- Source document
Reviews from

The French Letter

Viewing comments for Chapter 30 "Kayla's Story - continued"
A Novel

29 total reviews 
Comment from Pearl Edwards
Excellent
Not yet exceptional. When the exceptional rating is reached this is highlighted

Helen still seems to be too trusting of Jeanne despite hearing Kayla's story. You've moved the story along well through dialogue, and it reads very naturally, I can almost hear the conversation as I read it. (if that makes sense). Well done Tony,
cheers,
valda

 Comment Written 13-Dec-2018


reply by the author on 13-Dec-2018
    Thanks, Valda. I particularly appreciate your comments about the dialogue. Best wishes, Tony.

- Set task
How many reviews in total does the review page above report?

- Provided information
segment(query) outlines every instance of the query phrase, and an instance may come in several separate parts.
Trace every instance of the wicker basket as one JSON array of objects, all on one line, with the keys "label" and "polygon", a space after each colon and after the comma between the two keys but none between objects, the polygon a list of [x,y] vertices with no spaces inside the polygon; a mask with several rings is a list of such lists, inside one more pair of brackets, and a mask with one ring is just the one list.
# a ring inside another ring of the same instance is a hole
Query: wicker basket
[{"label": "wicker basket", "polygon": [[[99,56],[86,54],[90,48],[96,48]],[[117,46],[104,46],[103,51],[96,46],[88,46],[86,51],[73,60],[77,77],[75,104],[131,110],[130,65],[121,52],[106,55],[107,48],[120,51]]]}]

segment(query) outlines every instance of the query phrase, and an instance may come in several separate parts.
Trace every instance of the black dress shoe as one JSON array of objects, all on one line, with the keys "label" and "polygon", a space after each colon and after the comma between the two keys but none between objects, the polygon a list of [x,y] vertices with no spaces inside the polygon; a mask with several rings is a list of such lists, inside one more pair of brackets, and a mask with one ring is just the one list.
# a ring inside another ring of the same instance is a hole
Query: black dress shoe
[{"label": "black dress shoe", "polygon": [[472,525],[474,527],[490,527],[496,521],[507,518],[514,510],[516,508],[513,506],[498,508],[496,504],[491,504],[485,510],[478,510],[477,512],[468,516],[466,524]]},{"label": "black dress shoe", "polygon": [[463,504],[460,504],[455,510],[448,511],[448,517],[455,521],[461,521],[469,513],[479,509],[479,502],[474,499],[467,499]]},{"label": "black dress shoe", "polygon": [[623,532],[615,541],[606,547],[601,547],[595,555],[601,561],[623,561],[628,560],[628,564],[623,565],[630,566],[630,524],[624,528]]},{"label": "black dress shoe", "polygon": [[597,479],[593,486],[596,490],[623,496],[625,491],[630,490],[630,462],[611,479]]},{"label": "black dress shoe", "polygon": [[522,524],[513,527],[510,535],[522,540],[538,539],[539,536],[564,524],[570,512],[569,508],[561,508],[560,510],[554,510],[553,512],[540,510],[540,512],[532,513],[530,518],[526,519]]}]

- Exercise result
It reports 29 total reviews.